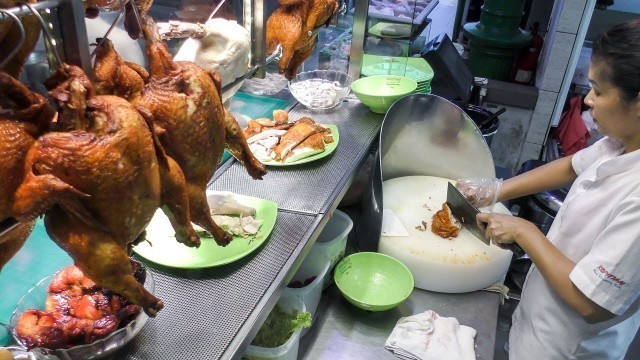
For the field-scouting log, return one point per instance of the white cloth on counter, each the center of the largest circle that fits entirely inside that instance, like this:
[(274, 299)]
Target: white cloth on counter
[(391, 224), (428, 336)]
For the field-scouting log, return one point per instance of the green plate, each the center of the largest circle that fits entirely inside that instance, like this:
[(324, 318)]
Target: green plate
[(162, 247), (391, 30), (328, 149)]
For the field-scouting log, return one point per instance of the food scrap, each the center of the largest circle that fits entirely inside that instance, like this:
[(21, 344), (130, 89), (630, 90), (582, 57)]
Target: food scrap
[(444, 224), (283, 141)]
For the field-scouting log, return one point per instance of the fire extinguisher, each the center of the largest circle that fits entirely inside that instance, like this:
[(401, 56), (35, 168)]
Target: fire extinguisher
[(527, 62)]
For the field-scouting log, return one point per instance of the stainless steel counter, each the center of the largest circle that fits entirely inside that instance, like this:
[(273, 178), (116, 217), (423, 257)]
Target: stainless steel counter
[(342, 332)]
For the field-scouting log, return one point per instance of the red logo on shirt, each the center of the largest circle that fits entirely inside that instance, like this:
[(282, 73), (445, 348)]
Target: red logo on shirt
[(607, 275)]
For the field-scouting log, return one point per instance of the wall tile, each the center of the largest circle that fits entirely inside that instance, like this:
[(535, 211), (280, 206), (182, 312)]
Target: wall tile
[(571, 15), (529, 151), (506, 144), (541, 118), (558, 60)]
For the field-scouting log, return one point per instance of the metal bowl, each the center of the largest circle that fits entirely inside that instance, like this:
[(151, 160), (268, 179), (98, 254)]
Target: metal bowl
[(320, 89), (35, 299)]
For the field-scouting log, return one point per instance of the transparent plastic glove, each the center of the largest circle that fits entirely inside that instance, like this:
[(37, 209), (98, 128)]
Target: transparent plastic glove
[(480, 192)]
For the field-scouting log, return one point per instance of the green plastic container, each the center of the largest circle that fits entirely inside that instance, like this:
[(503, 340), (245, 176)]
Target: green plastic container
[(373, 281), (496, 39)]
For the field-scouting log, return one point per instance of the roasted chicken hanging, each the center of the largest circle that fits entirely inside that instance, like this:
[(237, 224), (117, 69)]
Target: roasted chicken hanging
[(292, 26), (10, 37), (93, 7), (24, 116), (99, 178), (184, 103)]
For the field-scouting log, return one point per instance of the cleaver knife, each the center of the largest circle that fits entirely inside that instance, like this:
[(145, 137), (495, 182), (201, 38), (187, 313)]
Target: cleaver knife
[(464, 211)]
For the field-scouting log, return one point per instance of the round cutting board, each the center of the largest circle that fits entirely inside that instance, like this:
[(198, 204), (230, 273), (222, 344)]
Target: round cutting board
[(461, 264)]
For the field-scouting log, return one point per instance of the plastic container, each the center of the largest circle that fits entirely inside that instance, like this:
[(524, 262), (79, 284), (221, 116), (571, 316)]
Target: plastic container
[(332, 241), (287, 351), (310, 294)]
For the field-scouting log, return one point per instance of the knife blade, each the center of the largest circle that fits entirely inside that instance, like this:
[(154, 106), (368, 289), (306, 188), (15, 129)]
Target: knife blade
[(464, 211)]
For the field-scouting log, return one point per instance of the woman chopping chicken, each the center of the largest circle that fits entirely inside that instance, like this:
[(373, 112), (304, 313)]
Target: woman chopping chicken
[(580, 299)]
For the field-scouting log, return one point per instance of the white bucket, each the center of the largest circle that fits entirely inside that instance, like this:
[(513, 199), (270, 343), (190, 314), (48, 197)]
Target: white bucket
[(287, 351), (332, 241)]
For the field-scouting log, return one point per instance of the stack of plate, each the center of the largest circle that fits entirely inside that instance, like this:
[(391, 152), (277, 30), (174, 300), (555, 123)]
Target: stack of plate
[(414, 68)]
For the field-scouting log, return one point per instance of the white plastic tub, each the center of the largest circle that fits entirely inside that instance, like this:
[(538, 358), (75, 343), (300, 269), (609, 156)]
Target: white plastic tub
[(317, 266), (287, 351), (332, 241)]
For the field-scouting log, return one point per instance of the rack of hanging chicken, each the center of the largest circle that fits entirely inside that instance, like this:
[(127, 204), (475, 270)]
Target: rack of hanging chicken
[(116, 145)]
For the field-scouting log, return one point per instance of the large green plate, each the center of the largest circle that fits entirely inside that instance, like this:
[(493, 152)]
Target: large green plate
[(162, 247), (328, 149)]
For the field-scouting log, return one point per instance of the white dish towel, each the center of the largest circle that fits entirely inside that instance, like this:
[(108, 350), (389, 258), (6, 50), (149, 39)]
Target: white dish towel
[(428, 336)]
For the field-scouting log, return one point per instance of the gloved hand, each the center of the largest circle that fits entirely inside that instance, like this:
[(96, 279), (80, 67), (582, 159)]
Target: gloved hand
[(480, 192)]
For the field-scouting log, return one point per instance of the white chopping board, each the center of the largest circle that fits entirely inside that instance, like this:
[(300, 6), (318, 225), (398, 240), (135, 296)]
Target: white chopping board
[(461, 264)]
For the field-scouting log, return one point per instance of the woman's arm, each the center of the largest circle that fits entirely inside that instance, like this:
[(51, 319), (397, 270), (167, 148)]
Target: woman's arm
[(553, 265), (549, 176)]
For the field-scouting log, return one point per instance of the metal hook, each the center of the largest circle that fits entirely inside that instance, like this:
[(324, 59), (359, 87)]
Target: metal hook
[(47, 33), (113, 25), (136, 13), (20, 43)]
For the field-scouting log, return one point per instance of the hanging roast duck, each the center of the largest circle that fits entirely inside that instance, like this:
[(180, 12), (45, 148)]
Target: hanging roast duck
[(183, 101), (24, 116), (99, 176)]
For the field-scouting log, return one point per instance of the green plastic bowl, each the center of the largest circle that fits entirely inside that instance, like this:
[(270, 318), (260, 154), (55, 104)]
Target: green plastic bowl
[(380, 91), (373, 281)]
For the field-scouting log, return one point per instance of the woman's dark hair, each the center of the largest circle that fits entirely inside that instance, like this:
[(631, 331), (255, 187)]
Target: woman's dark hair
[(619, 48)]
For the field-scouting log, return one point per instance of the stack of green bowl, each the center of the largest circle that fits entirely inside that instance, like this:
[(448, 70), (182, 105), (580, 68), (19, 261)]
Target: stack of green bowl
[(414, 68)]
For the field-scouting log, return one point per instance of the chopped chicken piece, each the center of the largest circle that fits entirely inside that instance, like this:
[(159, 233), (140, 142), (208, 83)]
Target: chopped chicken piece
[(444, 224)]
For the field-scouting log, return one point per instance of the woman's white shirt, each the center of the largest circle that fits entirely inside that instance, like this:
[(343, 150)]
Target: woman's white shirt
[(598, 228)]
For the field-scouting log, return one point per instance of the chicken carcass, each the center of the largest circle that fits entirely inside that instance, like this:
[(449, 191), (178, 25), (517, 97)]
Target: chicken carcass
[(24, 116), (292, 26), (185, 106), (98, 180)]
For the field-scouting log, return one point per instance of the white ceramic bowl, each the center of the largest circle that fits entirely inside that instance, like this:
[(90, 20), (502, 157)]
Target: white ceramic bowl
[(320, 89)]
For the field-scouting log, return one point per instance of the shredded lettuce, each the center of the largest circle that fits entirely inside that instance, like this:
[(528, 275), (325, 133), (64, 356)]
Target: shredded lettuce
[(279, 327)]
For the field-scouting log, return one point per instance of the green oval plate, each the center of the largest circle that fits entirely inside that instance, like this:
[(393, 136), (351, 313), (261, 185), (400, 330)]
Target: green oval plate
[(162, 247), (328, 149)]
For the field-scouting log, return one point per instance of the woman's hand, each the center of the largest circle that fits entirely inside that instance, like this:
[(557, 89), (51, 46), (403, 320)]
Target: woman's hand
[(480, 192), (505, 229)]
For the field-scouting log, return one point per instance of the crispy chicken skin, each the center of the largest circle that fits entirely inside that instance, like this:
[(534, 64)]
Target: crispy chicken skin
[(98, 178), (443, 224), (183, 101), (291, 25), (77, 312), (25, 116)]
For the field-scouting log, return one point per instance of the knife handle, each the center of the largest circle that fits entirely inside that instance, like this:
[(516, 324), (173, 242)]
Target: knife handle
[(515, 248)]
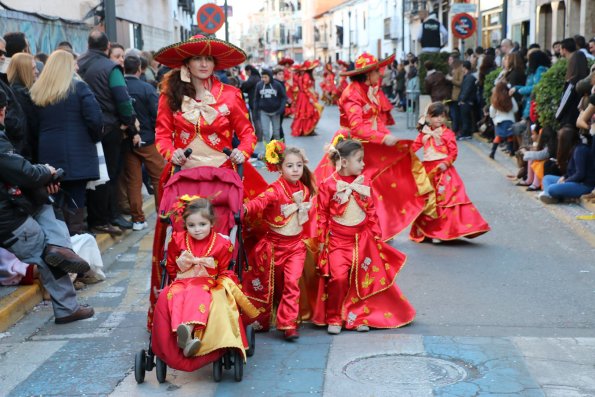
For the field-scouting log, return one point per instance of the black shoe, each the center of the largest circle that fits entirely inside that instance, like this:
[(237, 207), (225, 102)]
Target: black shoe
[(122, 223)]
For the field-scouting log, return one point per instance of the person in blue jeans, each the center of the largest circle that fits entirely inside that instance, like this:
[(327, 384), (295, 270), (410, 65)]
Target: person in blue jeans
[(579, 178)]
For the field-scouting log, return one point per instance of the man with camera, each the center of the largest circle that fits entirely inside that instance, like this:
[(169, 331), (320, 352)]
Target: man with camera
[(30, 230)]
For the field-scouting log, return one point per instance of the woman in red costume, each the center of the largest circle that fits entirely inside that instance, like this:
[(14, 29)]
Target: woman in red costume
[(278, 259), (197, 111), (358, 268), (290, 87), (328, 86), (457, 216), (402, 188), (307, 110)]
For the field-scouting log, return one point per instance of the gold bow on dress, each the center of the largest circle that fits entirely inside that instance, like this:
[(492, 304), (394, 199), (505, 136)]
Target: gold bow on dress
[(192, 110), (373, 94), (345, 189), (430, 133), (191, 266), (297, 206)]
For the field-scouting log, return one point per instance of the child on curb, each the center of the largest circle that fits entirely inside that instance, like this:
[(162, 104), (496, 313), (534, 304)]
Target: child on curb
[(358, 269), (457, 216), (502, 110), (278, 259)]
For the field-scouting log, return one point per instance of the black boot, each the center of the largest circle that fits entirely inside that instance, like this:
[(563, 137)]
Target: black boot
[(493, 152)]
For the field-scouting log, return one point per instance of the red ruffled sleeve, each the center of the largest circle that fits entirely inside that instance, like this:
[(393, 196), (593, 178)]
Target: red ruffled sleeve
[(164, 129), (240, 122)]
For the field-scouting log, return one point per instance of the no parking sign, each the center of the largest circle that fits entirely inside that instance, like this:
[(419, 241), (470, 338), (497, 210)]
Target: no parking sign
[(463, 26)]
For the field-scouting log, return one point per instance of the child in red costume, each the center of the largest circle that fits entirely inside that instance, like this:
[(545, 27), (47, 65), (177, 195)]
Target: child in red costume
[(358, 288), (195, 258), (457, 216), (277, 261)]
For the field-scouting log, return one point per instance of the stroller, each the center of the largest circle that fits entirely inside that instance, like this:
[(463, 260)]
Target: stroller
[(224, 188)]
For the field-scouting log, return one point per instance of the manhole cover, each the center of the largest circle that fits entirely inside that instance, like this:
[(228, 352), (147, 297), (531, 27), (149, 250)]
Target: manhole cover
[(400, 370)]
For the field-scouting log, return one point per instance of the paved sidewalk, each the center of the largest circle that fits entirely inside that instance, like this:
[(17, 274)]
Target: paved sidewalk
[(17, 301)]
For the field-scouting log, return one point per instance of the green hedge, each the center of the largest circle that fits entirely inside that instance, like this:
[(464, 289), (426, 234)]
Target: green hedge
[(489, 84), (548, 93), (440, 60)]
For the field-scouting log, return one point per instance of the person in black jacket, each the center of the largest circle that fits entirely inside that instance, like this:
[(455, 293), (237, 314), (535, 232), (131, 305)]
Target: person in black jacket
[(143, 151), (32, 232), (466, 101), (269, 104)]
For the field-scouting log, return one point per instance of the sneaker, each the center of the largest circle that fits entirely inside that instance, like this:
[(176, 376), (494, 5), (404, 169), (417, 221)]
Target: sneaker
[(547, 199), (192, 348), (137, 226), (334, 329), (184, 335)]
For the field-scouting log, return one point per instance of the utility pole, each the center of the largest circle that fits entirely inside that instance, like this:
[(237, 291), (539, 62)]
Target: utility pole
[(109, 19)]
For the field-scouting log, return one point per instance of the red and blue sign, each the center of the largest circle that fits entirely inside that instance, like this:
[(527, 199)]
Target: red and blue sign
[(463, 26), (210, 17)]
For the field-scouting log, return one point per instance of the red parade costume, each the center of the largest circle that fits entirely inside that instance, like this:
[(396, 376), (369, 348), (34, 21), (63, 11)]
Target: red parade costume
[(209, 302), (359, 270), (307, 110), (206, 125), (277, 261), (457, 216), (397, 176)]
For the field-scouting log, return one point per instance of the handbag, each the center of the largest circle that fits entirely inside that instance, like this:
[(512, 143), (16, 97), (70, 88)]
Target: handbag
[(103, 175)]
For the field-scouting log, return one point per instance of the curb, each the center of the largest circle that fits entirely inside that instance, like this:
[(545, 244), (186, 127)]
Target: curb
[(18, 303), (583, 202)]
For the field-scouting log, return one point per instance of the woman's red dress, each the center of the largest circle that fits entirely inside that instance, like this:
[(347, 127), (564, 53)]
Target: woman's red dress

WHAT THE EXERCISE ASKS: Write out again every line of the records from their start through the line containing "[(162, 247), (391, 30), (328, 149)]", leaving out the picture and changing nothing except the point coordinates in the answers. Multiply each of those coordinates by 0.75 and round to the nearest whole number, with halves rounded up, and give only these lines.

EXERCISE OUTPUT:
For the field-scouting log, return one point per instance of the white cloth on counter, each the center of the largest circle that fits entirely inside that instance, like this:
[(274, 299)]
Target: white cloth on counter
[(293, 168), (321, 252)]
For the field-scouting log, return one point per instance of the green plate, each the center of the largest circle that fits entirely inside that instance, like this:
[(324, 318)]
Target: green plate
[(122, 185), (293, 23), (246, 112)]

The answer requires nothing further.